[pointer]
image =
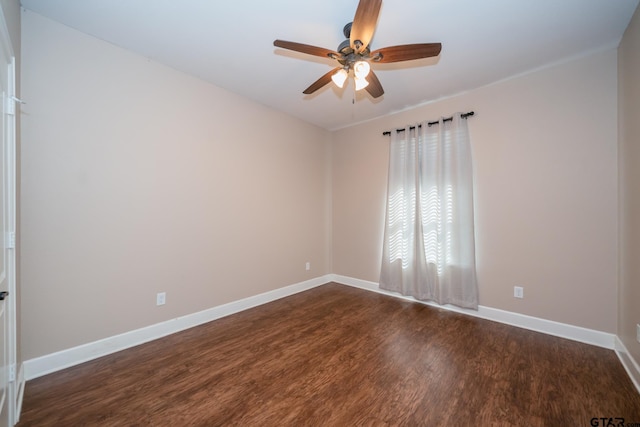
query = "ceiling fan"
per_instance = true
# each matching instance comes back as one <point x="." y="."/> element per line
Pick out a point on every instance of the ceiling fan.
<point x="354" y="54"/>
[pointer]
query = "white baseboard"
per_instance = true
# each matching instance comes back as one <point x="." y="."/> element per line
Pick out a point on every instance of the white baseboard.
<point x="630" y="365"/>
<point x="563" y="330"/>
<point x="49" y="363"/>
<point x="43" y="365"/>
<point x="20" y="382"/>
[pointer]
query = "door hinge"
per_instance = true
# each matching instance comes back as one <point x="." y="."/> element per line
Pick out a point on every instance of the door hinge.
<point x="11" y="240"/>
<point x="10" y="104"/>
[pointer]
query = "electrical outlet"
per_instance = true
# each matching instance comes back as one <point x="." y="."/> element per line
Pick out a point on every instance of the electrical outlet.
<point x="161" y="298"/>
<point x="518" y="292"/>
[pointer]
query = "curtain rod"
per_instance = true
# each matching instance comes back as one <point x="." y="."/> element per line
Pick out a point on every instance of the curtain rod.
<point x="448" y="119"/>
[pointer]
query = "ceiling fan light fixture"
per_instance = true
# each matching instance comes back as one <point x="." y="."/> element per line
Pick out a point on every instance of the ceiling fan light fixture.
<point x="339" y="77"/>
<point x="361" y="69"/>
<point x="361" y="83"/>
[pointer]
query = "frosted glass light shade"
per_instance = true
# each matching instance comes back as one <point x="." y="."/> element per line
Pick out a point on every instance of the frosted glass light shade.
<point x="361" y="83"/>
<point x="361" y="69"/>
<point x="339" y="77"/>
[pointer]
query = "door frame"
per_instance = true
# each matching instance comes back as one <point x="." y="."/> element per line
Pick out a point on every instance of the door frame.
<point x="13" y="397"/>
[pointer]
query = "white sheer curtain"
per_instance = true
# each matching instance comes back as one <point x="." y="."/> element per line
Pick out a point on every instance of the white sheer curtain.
<point x="429" y="244"/>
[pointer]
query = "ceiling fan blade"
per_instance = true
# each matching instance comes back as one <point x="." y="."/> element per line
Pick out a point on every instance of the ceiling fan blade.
<point x="322" y="81"/>
<point x="406" y="52"/>
<point x="374" y="87"/>
<point x="308" y="49"/>
<point x="364" y="24"/>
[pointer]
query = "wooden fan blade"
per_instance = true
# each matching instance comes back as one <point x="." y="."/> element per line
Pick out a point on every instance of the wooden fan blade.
<point x="322" y="81"/>
<point x="364" y="24"/>
<point x="308" y="49"/>
<point x="374" y="87"/>
<point x="406" y="52"/>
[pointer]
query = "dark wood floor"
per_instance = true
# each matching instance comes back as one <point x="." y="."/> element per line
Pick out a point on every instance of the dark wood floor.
<point x="339" y="356"/>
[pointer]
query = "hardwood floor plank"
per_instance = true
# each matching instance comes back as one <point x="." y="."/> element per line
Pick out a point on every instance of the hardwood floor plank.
<point x="337" y="356"/>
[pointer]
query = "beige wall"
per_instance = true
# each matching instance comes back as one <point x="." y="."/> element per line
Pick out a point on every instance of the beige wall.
<point x="139" y="179"/>
<point x="545" y="151"/>
<point x="629" y="172"/>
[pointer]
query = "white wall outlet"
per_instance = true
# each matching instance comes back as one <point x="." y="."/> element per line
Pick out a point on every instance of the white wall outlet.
<point x="161" y="298"/>
<point x="518" y="292"/>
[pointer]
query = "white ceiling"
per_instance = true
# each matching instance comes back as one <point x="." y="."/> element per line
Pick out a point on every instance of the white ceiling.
<point x="230" y="44"/>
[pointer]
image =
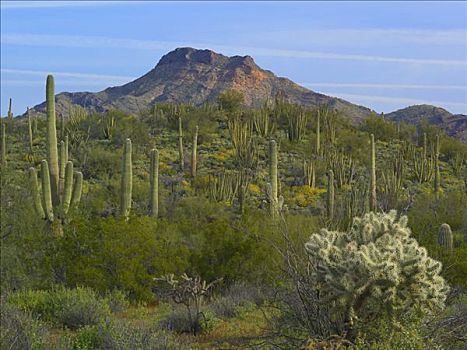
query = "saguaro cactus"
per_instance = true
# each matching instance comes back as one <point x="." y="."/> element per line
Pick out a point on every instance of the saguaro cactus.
<point x="318" y="133"/>
<point x="52" y="151"/>
<point x="56" y="199"/>
<point x="373" y="175"/>
<point x="194" y="151"/>
<point x="445" y="236"/>
<point x="3" y="131"/>
<point x="330" y="195"/>
<point x="273" y="178"/>
<point x="10" y="113"/>
<point x="154" y="183"/>
<point x="127" y="180"/>
<point x="30" y="132"/>
<point x="437" y="180"/>
<point x="180" y="144"/>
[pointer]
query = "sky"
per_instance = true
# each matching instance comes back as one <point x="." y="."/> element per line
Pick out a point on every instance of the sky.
<point x="383" y="55"/>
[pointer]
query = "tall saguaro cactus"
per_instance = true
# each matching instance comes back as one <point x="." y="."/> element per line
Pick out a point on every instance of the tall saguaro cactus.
<point x="10" y="113"/>
<point x="127" y="180"/>
<point x="330" y="195"/>
<point x="194" y="159"/>
<point x="373" y="175"/>
<point x="30" y="131"/>
<point x="273" y="178"/>
<point x="445" y="236"/>
<point x="318" y="134"/>
<point x="3" y="133"/>
<point x="54" y="201"/>
<point x="180" y="144"/>
<point x="52" y="151"/>
<point x="154" y="183"/>
<point x="437" y="179"/>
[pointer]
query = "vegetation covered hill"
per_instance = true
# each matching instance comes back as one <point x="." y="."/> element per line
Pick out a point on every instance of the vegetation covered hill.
<point x="223" y="227"/>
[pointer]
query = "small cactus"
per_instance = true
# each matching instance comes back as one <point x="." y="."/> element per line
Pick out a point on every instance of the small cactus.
<point x="445" y="237"/>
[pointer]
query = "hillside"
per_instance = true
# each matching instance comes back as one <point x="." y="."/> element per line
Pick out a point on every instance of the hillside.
<point x="455" y="125"/>
<point x="187" y="75"/>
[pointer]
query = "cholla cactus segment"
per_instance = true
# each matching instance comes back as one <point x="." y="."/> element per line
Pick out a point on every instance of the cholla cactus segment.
<point x="445" y="236"/>
<point x="376" y="262"/>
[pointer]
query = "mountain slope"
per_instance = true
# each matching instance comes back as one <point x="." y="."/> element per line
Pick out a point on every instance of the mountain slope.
<point x="187" y="75"/>
<point x="455" y="125"/>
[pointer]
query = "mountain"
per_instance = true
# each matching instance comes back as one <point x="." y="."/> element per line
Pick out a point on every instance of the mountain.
<point x="455" y="125"/>
<point x="188" y="75"/>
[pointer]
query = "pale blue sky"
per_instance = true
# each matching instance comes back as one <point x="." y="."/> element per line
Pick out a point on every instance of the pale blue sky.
<point x="384" y="55"/>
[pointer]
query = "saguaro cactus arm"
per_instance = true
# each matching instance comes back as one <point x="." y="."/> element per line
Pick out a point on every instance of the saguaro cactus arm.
<point x="52" y="151"/>
<point x="35" y="193"/>
<point x="127" y="178"/>
<point x="68" y="187"/>
<point x="77" y="188"/>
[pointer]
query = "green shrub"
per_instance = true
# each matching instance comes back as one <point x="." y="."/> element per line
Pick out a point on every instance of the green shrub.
<point x="374" y="268"/>
<point x="20" y="330"/>
<point x="71" y="308"/>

● ● ● ● ● ● ●

__The task__
Write out the entries above verbatim; the pictures do not belong in your copy.

__Final result__
[pointer]
image =
query = "ceiling fan"
per_instance = true
# each matching instance comes back as one <point x="." y="."/> element per line
Pick out a point on every instance of the ceiling fan.
<point x="354" y="54"/>
[pointer]
query = "white baseboard"
per_instance = true
# each matching instance comes back as one <point x="." y="."/> element per line
Pick out a point on every instance of the white baseboard.
<point x="630" y="365"/>
<point x="563" y="330"/>
<point x="49" y="363"/>
<point x="43" y="365"/>
<point x="20" y="382"/>
[pointer]
query = "door hinge"
per_instance = true
# each matching instance comes back as one <point x="." y="."/> element per line
Pick out a point on every instance of the door hinge.
<point x="11" y="240"/>
<point x="10" y="104"/>
[pointer]
query = "electrical outlet"
per_instance = true
# each matching instance comes back as one <point x="." y="."/> element per line
Pick out a point on every instance of the electrical outlet.
<point x="161" y="298"/>
<point x="518" y="292"/>
[pointer]
query = "curtain rod"
per_instance = true
# each matching instance comes back as one <point x="." y="."/> element per line
Pick out a point on every instance of the curtain rod.
<point x="448" y="119"/>
[pointer]
query = "ceiling fan light fixture"
per_instance = true
# each matching instance comes back as one <point x="." y="."/> element per line
Pick out a point on every instance of the ceiling fan light fixture.
<point x="339" y="77"/>
<point x="361" y="69"/>
<point x="361" y="83"/>
[pointer]
query = "frosted glass light shade"
per_instance = true
# each matching instance comes back as one <point x="." y="."/> element per line
Pick out a point on every instance of the frosted glass light shade.
<point x="361" y="83"/>
<point x="361" y="69"/>
<point x="339" y="77"/>
[pointer]
query = "door frame"
per_instance = true
# each matching instance comes back as one <point x="." y="."/> element per line
Pick out a point on every instance of the door frame.
<point x="13" y="397"/>
[pointer]
query = "white sheer curtain"
per_instance = true
# each matching instance comes back as one <point x="." y="."/> element per line
Pick out a point on every instance of the white sheer curtain.
<point x="429" y="244"/>
[pointer]
query = "ceiling fan blade"
per_instance = true
# each matching instance comes back as one <point x="." y="."/> element per line
Pick out a point on every instance of the ceiling fan blade.
<point x="322" y="81"/>
<point x="406" y="52"/>
<point x="374" y="87"/>
<point x="308" y="49"/>
<point x="364" y="24"/>
[pointer]
query = "wooden fan blade"
per_instance = true
# each matching instance comes back as one <point x="." y="."/> element per line
Pick out a point on every instance of the wooden fan blade.
<point x="322" y="81"/>
<point x="364" y="24"/>
<point x="308" y="49"/>
<point x="374" y="87"/>
<point x="406" y="52"/>
[pointer]
query = "dark wood floor"
per_instance = true
# each matching instance comes back as one <point x="." y="."/> element per line
Pick out a point on every instance of the dark wood floor.
<point x="339" y="356"/>
[pointer]
query = "hardwood floor plank"
per_instance = true
# each matching instance comes back as one <point x="." y="."/> element per line
Pick out a point on every instance of the hardwood floor plank.
<point x="337" y="356"/>
[pointer]
query = "beige wall"
per_instance = true
# each matching instance comes back as one <point x="." y="."/> element per line
Pick out a point on every instance of the beige wall.
<point x="139" y="179"/>
<point x="545" y="151"/>
<point x="629" y="172"/>
[pointer]
query = "white wall outlet"
per_instance = true
# each matching instance comes back as one <point x="." y="."/> element per line
Pick out a point on every instance of the white wall outlet.
<point x="161" y="298"/>
<point x="518" y="292"/>
[pointer]
query = "white ceiling"
per_instance = true
# each matching instance comes back as one <point x="." y="."/> element per line
Pick out a point on every instance of the white ceiling.
<point x="230" y="44"/>
[pointer]
image =
query = "saguaro cactus"
per_instance = true
# each matching instance comes back as one <point x="." y="."/> element per line
Pick out a point on every instance of the saguaro cactus.
<point x="318" y="133"/>
<point x="52" y="151"/>
<point x="56" y="199"/>
<point x="373" y="175"/>
<point x="194" y="151"/>
<point x="445" y="236"/>
<point x="3" y="131"/>
<point x="330" y="195"/>
<point x="273" y="178"/>
<point x="10" y="113"/>
<point x="154" y="183"/>
<point x="127" y="180"/>
<point x="30" y="132"/>
<point x="437" y="180"/>
<point x="180" y="144"/>
[pointer]
query = "sky"
per_instance = true
# each matching instance comes back as one <point x="." y="."/> element per line
Pick out a point on every instance of the sky.
<point x="383" y="55"/>
[pointer]
query = "tall saguaro cactus"
per_instance = true
# each matching instance comes back as one <point x="." y="."/> element per line
Pick out a point on every instance of the tall saguaro cactus.
<point x="10" y="113"/>
<point x="127" y="180"/>
<point x="330" y="195"/>
<point x="194" y="159"/>
<point x="373" y="175"/>
<point x="30" y="131"/>
<point x="273" y="178"/>
<point x="445" y="236"/>
<point x="318" y="134"/>
<point x="3" y="133"/>
<point x="54" y="201"/>
<point x="180" y="144"/>
<point x="52" y="151"/>
<point x="154" y="183"/>
<point x="437" y="179"/>
[pointer]
query = "vegetation covered hill"
per_instance = true
# each matching instance comes back as one <point x="." y="."/> element per line
Pick out a point on every instance of the vegetation covered hill.
<point x="223" y="227"/>
[pointer]
query = "small cactus"
per_instance = true
# each matching instance comes back as one <point x="." y="."/> element per line
Pick out a point on every instance of the small cactus.
<point x="445" y="237"/>
[pointer]
query = "hillside"
per_instance = true
# each matching instance comes back as one <point x="." y="."/> element per line
Pick out a point on every instance of the hillside.
<point x="455" y="125"/>
<point x="187" y="75"/>
[pointer]
query = "cholla cactus segment"
per_instance = true
# each matching instance comes back as one <point x="." y="."/> element per line
Pick out a point on every instance of the cholla cactus segment.
<point x="445" y="236"/>
<point x="376" y="262"/>
[pointer]
query = "mountain slope"
per_instance = true
# each matching instance comes back as one <point x="." y="."/> element per line
Pick out a point on every instance of the mountain slope.
<point x="187" y="75"/>
<point x="455" y="125"/>
[pointer]
query = "mountain"
per_instance = true
# each matching instance comes back as one <point x="." y="."/> element per line
Pick out a point on every instance of the mountain.
<point x="455" y="125"/>
<point x="188" y="75"/>
[pointer]
query = "pale blue sky"
per_instance = true
# each matching instance comes back as one <point x="." y="."/> element per line
Pick out a point on every instance of the pale blue sky.
<point x="384" y="55"/>
[pointer]
query = "saguaro cactus arm"
per_instance = true
# each matching instance comes back as one <point x="." y="."/> element per line
Pick out a point on every instance of the saguaro cactus arm.
<point x="52" y="151"/>
<point x="35" y="193"/>
<point x="127" y="178"/>
<point x="68" y="187"/>
<point x="77" y="188"/>
[pointer]
query = "green shrub"
per_instance = true
# each matching instance comes back as one <point x="." y="."/> element per line
Pick out a point on every instance of the green shrub.
<point x="374" y="268"/>
<point x="20" y="330"/>
<point x="71" y="308"/>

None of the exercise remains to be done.